(Records supplied Opens)
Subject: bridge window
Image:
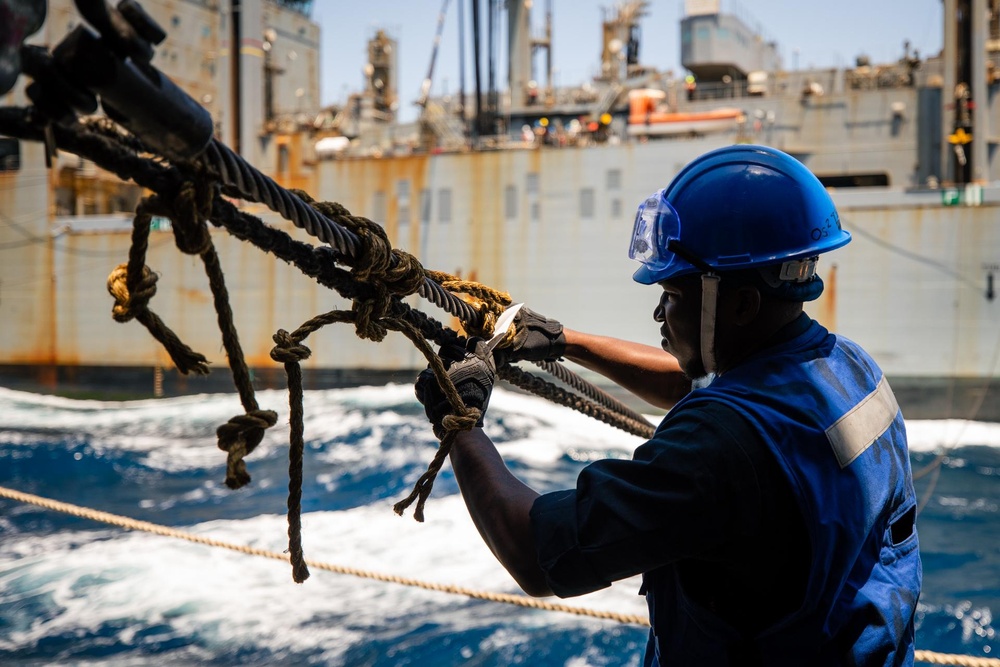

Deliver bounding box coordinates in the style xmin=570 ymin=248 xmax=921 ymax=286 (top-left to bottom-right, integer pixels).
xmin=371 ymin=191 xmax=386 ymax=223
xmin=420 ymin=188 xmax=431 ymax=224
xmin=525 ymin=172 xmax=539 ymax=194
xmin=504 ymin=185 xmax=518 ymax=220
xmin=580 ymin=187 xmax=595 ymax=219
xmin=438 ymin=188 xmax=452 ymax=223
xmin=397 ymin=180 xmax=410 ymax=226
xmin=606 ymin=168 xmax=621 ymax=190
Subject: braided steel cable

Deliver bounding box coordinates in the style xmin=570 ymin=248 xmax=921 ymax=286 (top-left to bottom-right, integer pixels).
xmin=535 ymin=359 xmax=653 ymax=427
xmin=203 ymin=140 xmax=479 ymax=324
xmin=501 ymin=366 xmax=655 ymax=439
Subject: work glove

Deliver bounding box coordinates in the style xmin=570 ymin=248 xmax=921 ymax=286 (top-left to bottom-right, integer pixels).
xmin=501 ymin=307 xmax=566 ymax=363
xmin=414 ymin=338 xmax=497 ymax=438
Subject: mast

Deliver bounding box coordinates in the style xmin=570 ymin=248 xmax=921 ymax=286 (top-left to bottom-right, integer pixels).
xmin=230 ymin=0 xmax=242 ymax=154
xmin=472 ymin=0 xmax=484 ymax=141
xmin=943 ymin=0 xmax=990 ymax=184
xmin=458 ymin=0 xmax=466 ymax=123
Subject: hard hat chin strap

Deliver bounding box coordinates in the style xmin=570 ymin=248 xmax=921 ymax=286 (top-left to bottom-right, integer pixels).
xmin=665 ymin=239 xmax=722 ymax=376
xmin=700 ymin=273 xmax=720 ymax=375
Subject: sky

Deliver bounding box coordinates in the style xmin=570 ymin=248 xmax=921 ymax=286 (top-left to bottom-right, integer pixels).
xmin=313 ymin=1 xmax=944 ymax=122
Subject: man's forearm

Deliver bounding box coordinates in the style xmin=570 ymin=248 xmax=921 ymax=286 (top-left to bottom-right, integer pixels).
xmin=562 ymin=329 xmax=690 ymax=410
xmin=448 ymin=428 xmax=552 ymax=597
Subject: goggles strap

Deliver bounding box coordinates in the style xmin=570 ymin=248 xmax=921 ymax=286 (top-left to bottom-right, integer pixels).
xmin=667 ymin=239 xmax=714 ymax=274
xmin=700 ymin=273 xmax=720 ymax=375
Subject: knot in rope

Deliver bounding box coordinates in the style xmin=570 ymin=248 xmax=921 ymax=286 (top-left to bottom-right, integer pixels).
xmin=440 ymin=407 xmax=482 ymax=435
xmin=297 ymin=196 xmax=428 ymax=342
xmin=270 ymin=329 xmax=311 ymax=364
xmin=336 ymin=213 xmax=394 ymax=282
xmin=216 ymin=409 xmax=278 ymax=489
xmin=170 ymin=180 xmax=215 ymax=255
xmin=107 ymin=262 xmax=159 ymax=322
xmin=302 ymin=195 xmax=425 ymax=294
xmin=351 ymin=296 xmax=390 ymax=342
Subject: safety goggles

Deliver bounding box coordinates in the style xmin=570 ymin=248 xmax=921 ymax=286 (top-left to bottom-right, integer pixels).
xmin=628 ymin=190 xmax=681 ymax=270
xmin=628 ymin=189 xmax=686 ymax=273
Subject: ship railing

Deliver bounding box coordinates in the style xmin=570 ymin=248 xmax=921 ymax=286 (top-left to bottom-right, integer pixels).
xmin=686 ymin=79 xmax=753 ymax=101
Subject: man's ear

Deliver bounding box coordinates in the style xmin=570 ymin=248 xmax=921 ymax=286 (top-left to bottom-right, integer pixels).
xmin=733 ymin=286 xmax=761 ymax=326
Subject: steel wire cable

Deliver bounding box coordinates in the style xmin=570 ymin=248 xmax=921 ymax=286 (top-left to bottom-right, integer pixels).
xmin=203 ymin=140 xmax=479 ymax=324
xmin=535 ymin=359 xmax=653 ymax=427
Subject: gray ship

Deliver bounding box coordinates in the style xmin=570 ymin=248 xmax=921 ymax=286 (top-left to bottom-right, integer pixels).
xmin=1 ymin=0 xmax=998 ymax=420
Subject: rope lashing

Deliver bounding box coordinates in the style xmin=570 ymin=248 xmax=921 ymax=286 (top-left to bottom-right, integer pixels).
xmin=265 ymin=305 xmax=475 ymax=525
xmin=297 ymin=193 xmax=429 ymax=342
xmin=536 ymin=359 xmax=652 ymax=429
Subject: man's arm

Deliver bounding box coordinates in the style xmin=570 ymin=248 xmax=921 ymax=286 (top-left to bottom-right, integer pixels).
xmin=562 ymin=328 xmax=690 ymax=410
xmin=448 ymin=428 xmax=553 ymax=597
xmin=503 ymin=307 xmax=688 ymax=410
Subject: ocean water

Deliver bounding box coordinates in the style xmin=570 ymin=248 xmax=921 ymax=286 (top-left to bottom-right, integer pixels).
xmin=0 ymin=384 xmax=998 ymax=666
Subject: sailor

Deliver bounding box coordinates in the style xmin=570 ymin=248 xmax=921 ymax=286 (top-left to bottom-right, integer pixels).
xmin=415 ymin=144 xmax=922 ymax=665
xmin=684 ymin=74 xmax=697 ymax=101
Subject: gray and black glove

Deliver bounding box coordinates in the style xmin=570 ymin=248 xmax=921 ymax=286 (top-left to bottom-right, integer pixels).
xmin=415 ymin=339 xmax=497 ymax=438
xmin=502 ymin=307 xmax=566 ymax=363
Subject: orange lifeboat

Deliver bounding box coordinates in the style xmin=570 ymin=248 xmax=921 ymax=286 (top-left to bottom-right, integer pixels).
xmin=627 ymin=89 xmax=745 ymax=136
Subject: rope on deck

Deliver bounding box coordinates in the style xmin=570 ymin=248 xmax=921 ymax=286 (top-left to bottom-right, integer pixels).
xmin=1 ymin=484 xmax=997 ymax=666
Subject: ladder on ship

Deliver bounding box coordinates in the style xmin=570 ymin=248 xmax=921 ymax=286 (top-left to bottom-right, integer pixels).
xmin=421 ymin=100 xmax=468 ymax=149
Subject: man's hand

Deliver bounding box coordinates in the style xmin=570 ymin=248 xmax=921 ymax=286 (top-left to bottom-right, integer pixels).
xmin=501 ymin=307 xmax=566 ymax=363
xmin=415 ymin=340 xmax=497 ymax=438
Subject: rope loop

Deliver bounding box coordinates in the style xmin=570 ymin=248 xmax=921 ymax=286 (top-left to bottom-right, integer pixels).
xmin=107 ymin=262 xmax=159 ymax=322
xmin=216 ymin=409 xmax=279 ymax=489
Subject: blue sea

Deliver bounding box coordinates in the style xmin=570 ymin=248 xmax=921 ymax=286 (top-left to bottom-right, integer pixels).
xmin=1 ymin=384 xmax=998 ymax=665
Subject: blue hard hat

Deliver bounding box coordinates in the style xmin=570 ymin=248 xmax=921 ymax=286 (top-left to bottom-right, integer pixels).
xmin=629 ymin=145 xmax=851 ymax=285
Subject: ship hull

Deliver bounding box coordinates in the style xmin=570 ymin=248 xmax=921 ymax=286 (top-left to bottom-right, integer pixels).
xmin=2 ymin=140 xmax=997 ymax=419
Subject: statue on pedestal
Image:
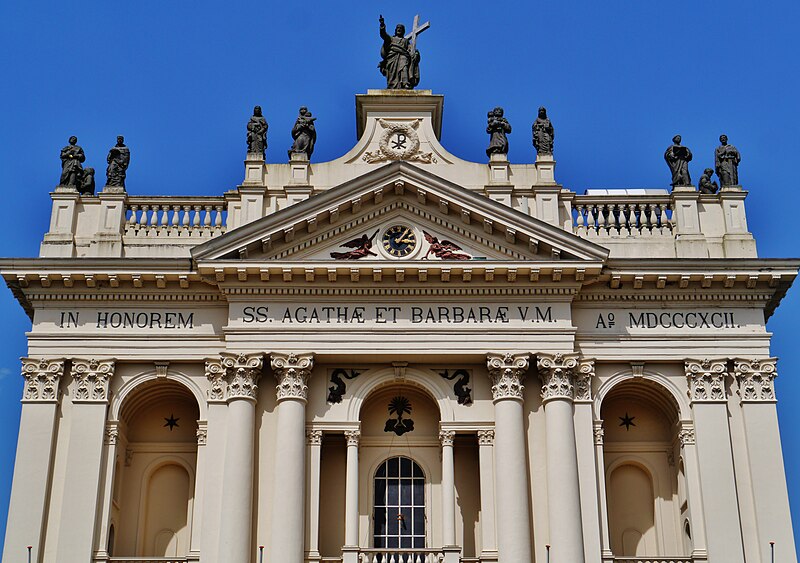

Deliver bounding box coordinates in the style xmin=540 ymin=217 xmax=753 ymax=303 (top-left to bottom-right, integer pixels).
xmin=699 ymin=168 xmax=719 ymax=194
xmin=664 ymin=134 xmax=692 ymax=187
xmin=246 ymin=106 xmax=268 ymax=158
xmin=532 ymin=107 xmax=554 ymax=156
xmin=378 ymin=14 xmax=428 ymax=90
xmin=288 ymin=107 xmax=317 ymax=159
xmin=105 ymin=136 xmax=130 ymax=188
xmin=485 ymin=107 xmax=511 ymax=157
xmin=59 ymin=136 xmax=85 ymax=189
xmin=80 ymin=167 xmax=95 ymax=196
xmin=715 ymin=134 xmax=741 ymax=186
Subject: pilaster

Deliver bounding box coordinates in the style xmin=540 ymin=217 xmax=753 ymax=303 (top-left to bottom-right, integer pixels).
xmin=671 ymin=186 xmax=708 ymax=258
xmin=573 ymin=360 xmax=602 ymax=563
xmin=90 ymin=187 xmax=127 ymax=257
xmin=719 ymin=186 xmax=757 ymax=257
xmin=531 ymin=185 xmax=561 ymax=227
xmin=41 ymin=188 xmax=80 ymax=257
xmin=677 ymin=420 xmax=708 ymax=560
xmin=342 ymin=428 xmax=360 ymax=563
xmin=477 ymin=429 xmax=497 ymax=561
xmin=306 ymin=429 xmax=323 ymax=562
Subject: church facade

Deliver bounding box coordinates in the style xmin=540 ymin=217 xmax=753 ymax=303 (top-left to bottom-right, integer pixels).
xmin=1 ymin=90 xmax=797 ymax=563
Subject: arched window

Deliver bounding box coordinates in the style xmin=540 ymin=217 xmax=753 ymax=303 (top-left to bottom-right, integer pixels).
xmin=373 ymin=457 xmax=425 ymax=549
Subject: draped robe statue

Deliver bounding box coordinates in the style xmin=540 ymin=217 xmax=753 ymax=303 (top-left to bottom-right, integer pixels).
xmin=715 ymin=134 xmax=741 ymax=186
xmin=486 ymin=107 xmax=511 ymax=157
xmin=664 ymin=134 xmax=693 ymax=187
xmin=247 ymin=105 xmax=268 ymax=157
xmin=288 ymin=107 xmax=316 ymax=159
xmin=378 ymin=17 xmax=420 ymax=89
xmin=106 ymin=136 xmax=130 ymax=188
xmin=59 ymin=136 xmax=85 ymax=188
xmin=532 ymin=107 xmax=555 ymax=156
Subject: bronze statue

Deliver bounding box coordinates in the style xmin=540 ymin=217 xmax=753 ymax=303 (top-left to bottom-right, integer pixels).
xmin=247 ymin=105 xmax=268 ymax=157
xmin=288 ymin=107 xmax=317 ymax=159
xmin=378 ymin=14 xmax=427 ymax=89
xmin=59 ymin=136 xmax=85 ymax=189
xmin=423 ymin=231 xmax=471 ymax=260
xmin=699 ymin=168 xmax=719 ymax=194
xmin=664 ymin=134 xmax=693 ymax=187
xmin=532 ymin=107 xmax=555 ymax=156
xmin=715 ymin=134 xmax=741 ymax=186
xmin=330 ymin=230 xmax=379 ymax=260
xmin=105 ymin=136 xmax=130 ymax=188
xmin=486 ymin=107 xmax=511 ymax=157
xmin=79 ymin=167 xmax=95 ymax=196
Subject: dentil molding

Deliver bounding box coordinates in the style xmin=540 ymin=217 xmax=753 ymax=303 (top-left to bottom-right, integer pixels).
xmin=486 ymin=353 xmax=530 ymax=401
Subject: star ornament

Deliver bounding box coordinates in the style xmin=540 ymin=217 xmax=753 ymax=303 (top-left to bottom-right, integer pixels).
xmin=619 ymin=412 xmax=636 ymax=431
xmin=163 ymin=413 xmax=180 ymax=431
(Records supplied Closes)
[Work required] Check each line of the material for the word "steel". Copy the ones that have it.

[Answer to this task]
Subject: braided steel cable
Subject: steel wire cable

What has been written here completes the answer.